Task description
In the copy you make, include no pictures, and transcribe every record exactly.

====== Provided material

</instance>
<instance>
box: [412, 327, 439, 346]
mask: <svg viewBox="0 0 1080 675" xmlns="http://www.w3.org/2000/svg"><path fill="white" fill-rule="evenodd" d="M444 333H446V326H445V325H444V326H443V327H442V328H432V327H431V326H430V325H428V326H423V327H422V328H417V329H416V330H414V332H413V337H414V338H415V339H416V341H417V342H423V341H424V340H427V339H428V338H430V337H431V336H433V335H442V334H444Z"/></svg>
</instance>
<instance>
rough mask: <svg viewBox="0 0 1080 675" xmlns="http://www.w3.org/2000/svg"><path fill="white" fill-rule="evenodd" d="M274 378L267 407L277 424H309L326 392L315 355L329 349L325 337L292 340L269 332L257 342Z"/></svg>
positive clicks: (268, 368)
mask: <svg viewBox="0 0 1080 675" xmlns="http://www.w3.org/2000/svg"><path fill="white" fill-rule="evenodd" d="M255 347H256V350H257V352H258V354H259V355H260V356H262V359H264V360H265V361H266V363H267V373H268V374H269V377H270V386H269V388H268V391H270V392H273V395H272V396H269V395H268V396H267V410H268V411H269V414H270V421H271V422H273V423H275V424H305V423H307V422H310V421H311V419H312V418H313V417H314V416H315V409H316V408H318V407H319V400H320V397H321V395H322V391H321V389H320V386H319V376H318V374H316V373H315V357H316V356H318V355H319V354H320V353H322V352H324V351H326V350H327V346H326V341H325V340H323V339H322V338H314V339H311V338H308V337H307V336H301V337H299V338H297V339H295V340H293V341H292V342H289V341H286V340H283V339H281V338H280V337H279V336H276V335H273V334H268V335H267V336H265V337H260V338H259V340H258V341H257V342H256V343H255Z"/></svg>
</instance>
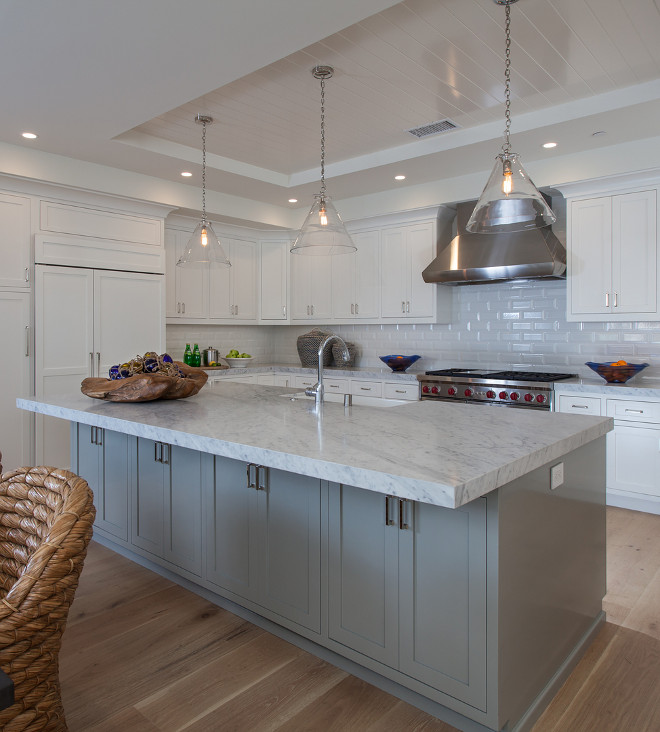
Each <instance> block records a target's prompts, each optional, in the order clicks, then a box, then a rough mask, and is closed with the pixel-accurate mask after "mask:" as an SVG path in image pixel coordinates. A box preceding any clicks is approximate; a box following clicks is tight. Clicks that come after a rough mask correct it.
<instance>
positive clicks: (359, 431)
mask: <svg viewBox="0 0 660 732" xmlns="http://www.w3.org/2000/svg"><path fill="white" fill-rule="evenodd" d="M295 391H296V390H294V389H286V388H284V387H277V386H255V385H254V384H241V383H240V382H236V383H232V382H226V383H222V382H220V383H216V384H215V385H214V386H213V387H212V388H209V387H208V386H205V387H204V388H203V389H202V390H201V391H200V392H199V394H197V395H195V396H194V397H190V398H188V399H179V400H173V401H155V402H142V403H135V404H116V403H112V402H106V401H102V400H97V399H91V398H90V397H87V396H85V395H83V394H81V393H78V394H70V395H64V396H60V397H49V398H47V399H35V398H30V399H17V406H18V407H20V408H22V409H27V410H29V411H33V412H37V413H41V414H48V415H52V416H54V417H60V418H62V419H67V420H73V421H76V422H81V423H83V424H88V425H94V426H98V427H105V428H107V429H111V430H115V431H118V432H124V433H127V434H130V435H137V436H142V437H147V438H150V439H153V440H160V441H163V442H168V443H170V444H174V445H181V446H183V447H189V448H192V449H195V450H200V451H202V452H208V453H211V454H214V455H222V456H226V457H230V458H235V459H238V460H242V461H245V462H254V463H258V464H261V465H266V466H269V467H273V468H281V469H283V470H288V471H291V472H294V473H300V474H303V475H309V476H312V477H317V478H323V479H327V480H332V481H337V482H343V483H347V484H349V485H355V486H357V487H360V488H366V489H368V490H374V491H378V492H380V493H388V494H391V495H394V496H399V497H401V498H410V499H413V500H417V501H422V502H425V503H432V504H436V505H439V506H446V507H449V508H456V507H458V506H461V505H463V504H465V503H468V502H469V501H471V500H474V499H475V498H478V497H479V496H482V495H484V494H486V493H488V492H490V491H492V490H494V489H496V488H498V487H499V486H502V485H504V484H506V483H509V482H510V481H512V480H514V479H516V478H518V477H520V476H522V475H525V474H527V473H528V472H530V471H532V470H535V469H536V468H538V467H540V466H541V465H544V464H545V463H547V462H549V461H551V460H555V459H558V458H560V457H561V456H562V455H565V454H566V453H568V452H570V451H572V450H574V449H576V448H578V447H580V446H581V445H583V444H585V443H588V442H590V441H592V440H595V439H597V438H598V437H600V436H602V435H604V434H605V433H606V432H608V431H609V430H611V429H612V427H613V421H612V419H610V418H603V417H590V416H582V415H574V414H561V413H556V412H533V411H532V410H529V411H526V410H522V409H506V408H501V407H490V406H483V405H470V404H452V403H444V402H443V403H437V402H433V401H414V402H409V403H406V404H404V405H402V406H396V407H387V408H384V407H371V406H353V407H351V408H350V409H348V410H345V409H344V406H343V404H336V403H332V402H328V403H326V404H324V405H323V407H322V410H321V412H320V413H316V411H315V409H314V405H313V402H311V400H305V399H297V400H295V401H292V400H291V398H290V397H291V395H292V394H293V393H294V392H295ZM283 395H284V396H283Z"/></svg>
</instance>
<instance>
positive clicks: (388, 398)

============

Task response
</instance>
<instance>
box: [412, 327, 439, 346]
mask: <svg viewBox="0 0 1080 675" xmlns="http://www.w3.org/2000/svg"><path fill="white" fill-rule="evenodd" d="M444 333H446V326H445V325H444V326H443V327H442V328H432V327H431V326H430V325H428V326H423V327H422V328H417V329H416V330H414V332H413V337H414V338H415V339H416V341H417V342H423V341H424V340H427V339H428V338H430V337H431V336H433V335H442V334H444Z"/></svg>
</instance>
<instance>
rough mask: <svg viewBox="0 0 1080 675" xmlns="http://www.w3.org/2000/svg"><path fill="white" fill-rule="evenodd" d="M274 378L267 407L277 424H309L326 392L315 355L329 349L325 337L292 340L269 332L257 342Z"/></svg>
positive clicks: (268, 368)
mask: <svg viewBox="0 0 1080 675" xmlns="http://www.w3.org/2000/svg"><path fill="white" fill-rule="evenodd" d="M255 347H256V350H257V352H258V354H259V355H260V356H262V359H264V360H265V361H266V363H267V373H268V374H269V377H270V386H269V388H268V391H270V392H273V395H272V396H269V395H268V396H267V410H268V411H269V414H270V421H271V422H273V423H275V424H305V423H307V422H310V421H311V419H312V418H313V417H314V416H315V409H316V408H318V407H319V400H320V397H321V395H322V391H321V389H320V386H319V376H318V374H316V373H315V357H316V356H318V355H319V354H320V353H322V352H324V351H326V350H327V346H326V341H325V340H323V339H322V338H314V339H311V338H308V337H307V336H301V337H299V338H297V339H295V340H293V341H292V342H289V341H286V340H283V339H281V338H280V337H279V336H276V335H273V334H268V335H267V336H265V337H260V338H259V340H258V341H257V342H256V343H255Z"/></svg>
</instance>
Each <instance> block records a target's prompts, each optional, in the order clicks, then a box, then a rough mask, and is closed with the pixel-accurate mask after "mask:" as an SVG path in image pixel coordinates. A box preceding any clicks is approximate; a box following clicks is tight. Clicks that come after a rough mask correct it.
<instance>
positive clicks: (359, 431)
mask: <svg viewBox="0 0 660 732" xmlns="http://www.w3.org/2000/svg"><path fill="white" fill-rule="evenodd" d="M295 391H296V390H294V389H286V388H284V387H277V386H255V385H254V384H241V383H240V382H236V383H232V382H226V383H222V382H220V383H216V384H215V385H214V386H213V387H212V388H209V387H208V386H205V387H204V388H203V389H202V390H201V391H200V392H199V394H197V395H195V396H194V397H190V398H188V399H179V400H173V401H155V402H142V403H135V404H116V403H112V402H106V401H102V400H97V399H91V398H90V397H87V396H85V395H83V394H81V393H78V394H70V395H64V396H60V397H49V398H47V399H35V398H30V399H17V406H18V407H20V408H22V409H27V410H29V411H33V412H37V413H41V414H48V415H52V416H54V417H60V418H62V419H67V420H73V421H76V422H81V423H83V424H88V425H94V426H98V427H105V428H107V429H111V430H115V431H118V432H124V433H127V434H130V435H137V436H142V437H147V438H150V439H153V440H160V441H163V442H168V443H170V444H174V445H181V446H183V447H189V448H192V449H195V450H200V451H202V452H208V453H211V454H214V455H222V456H226V457H230V458H235V459H238V460H242V461H245V462H254V463H258V464H261V465H266V466H269V467H273V468H281V469H283V470H288V471H291V472H294V473H300V474H303V475H309V476H312V477H317V478H323V479H327V480H332V481H337V482H343V483H347V484H349V485H355V486H357V487H360V488H366V489H368V490H374V491H378V492H380V493H388V494H391V495H394V496H399V497H401V498H410V499H413V500H417V501H422V502H425V503H432V504H436V505H439V506H446V507H449V508H456V507H458V506H461V505H463V504H465V503H468V502H469V501H471V500H474V499H475V498H478V497H479V496H482V495H484V494H486V493H488V492H490V491H492V490H494V489H496V488H498V487H499V486H502V485H504V484H506V483H509V482H510V481H512V480H514V479H516V478H518V477H520V476H522V475H525V474H527V473H528V472H530V471H532V470H535V469H536V468H538V467H540V466H541V465H544V464H545V463H547V462H549V461H551V460H555V459H558V458H560V457H561V456H562V455H565V454H566V453H568V452H570V451H572V450H574V449H576V448H578V447H580V446H581V445H583V444H585V443H588V442H590V441H592V440H595V439H597V438H598V437H600V436H602V435H604V434H605V433H606V432H608V431H609V430H611V429H612V427H613V421H612V419H610V418H603V417H590V416H582V415H574V414H561V413H556V412H533V411H532V410H529V411H526V410H522V409H506V408H501V407H490V406H483V405H470V404H452V403H444V402H443V403H437V402H433V401H414V402H409V403H406V404H404V405H402V406H396V407H387V408H384V407H371V406H353V407H351V408H350V409H348V410H345V409H344V406H343V404H336V403H332V402H328V403H326V404H324V405H323V407H322V410H321V412H320V413H316V411H315V409H314V405H313V402H311V400H305V399H297V400H295V401H292V400H291V398H290V397H291V395H292V394H293V393H294V392H295ZM283 395H284V396H283Z"/></svg>
</instance>
<instance>
positive clicks: (388, 398)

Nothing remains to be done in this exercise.